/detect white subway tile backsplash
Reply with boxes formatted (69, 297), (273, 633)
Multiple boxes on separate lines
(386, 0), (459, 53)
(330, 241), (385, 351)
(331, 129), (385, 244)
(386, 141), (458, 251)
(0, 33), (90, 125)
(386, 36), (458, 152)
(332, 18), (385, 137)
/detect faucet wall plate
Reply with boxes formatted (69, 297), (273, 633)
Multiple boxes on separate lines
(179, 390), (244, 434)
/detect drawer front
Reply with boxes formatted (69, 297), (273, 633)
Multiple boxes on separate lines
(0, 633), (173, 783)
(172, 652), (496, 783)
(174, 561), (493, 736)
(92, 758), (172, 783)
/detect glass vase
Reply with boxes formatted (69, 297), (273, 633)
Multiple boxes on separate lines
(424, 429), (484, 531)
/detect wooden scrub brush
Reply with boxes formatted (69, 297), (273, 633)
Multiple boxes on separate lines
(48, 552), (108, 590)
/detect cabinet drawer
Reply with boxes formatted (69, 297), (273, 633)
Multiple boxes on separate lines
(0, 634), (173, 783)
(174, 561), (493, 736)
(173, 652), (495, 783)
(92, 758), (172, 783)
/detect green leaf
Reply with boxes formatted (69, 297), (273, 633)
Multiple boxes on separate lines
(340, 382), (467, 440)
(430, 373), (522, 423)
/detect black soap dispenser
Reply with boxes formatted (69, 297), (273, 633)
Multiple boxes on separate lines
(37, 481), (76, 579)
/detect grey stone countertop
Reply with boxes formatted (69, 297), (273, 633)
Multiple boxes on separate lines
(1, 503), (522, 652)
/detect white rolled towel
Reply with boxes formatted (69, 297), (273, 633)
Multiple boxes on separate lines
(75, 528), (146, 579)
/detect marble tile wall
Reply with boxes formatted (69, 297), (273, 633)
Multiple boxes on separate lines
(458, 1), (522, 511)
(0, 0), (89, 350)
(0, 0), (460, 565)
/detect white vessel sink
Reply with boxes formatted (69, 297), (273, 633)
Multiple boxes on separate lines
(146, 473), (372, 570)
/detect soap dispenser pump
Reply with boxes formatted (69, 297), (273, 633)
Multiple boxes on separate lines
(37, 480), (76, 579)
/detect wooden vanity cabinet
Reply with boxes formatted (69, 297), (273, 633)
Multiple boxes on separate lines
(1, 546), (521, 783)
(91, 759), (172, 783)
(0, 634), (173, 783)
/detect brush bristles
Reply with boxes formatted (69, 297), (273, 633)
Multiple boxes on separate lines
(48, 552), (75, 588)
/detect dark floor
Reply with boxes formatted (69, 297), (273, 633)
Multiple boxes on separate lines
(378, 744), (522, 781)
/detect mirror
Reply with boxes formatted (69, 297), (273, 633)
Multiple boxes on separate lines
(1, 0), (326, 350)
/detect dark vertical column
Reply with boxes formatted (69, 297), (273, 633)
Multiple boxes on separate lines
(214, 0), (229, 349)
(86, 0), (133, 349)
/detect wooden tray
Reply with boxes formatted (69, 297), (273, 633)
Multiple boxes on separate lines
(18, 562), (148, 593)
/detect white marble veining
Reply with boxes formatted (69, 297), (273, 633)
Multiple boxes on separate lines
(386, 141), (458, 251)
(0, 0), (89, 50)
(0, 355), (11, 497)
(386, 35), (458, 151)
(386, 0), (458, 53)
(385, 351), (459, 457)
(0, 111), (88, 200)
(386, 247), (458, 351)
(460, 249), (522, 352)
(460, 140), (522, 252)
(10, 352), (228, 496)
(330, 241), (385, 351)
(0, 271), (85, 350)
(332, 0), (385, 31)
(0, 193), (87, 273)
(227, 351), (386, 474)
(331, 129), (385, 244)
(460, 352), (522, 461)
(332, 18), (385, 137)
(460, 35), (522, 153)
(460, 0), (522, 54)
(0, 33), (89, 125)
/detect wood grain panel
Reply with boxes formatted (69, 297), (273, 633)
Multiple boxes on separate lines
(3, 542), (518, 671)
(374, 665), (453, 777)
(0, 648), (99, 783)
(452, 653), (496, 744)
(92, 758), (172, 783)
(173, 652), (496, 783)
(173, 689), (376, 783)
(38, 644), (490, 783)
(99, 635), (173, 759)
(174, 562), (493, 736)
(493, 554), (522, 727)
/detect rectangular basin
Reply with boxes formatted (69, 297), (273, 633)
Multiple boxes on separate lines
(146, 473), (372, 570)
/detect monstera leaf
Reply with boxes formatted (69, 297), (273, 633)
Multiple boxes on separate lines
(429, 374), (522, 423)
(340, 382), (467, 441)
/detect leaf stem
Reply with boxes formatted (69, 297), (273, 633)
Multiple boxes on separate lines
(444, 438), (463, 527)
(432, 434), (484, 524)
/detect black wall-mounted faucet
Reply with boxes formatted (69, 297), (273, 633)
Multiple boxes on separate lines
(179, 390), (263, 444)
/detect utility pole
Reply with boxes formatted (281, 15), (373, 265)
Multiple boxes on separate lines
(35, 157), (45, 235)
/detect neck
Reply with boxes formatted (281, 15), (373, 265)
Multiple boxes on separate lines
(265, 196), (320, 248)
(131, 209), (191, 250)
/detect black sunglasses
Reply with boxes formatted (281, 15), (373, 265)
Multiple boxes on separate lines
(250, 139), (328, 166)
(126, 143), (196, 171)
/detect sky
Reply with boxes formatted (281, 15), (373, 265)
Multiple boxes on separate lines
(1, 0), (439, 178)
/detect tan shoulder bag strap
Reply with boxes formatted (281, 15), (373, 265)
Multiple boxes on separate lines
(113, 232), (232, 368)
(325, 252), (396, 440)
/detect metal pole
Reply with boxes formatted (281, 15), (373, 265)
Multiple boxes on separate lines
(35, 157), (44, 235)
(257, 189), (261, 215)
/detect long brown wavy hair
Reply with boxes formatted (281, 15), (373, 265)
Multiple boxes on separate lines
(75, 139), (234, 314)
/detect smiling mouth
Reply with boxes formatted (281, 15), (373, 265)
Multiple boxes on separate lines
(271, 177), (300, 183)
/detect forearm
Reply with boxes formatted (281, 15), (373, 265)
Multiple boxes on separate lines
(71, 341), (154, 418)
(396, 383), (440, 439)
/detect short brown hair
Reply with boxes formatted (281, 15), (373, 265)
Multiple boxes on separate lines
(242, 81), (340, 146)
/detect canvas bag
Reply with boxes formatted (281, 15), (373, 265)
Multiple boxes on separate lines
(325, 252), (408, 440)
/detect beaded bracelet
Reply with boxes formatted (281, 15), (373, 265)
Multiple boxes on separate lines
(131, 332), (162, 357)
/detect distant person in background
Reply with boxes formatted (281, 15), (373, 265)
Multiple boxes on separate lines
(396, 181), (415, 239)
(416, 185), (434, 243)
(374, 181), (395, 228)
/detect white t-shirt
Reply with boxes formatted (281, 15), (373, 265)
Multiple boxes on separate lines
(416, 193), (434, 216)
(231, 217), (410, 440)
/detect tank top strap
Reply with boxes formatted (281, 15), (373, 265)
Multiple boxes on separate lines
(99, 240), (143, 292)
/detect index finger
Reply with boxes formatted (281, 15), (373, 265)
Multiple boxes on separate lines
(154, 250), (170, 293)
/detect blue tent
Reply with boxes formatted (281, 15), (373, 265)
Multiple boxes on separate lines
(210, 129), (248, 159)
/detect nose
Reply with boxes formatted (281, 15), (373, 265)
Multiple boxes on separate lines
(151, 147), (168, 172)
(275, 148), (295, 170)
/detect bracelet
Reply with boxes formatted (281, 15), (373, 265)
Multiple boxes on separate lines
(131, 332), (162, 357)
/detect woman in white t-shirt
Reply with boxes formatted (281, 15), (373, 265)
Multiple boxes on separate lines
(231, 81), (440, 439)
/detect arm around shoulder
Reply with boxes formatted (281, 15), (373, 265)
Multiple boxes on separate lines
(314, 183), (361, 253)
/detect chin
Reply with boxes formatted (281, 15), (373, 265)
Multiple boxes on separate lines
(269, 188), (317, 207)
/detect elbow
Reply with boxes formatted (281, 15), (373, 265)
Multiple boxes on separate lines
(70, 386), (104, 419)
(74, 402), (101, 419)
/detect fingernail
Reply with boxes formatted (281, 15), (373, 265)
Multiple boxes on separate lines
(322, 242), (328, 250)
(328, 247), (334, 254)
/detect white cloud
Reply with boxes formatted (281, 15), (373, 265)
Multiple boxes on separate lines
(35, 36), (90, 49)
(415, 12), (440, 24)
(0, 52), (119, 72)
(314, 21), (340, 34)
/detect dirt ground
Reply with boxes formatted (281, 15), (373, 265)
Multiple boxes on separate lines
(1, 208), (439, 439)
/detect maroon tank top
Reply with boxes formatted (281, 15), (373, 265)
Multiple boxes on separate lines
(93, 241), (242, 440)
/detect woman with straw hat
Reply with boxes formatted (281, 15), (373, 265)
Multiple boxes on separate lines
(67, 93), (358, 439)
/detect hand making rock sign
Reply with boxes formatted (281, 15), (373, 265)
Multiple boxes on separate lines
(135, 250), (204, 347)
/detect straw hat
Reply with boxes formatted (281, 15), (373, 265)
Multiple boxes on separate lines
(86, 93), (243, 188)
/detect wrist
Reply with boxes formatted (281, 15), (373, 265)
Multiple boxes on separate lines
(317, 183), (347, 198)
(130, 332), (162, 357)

★ ★ ★ ★ ★ ★ ★

Task goal -
Using the records above, report each line that contains the word "brush" by copying it.

Solution below -
/detect wooden scrub brush
/detect brush bristles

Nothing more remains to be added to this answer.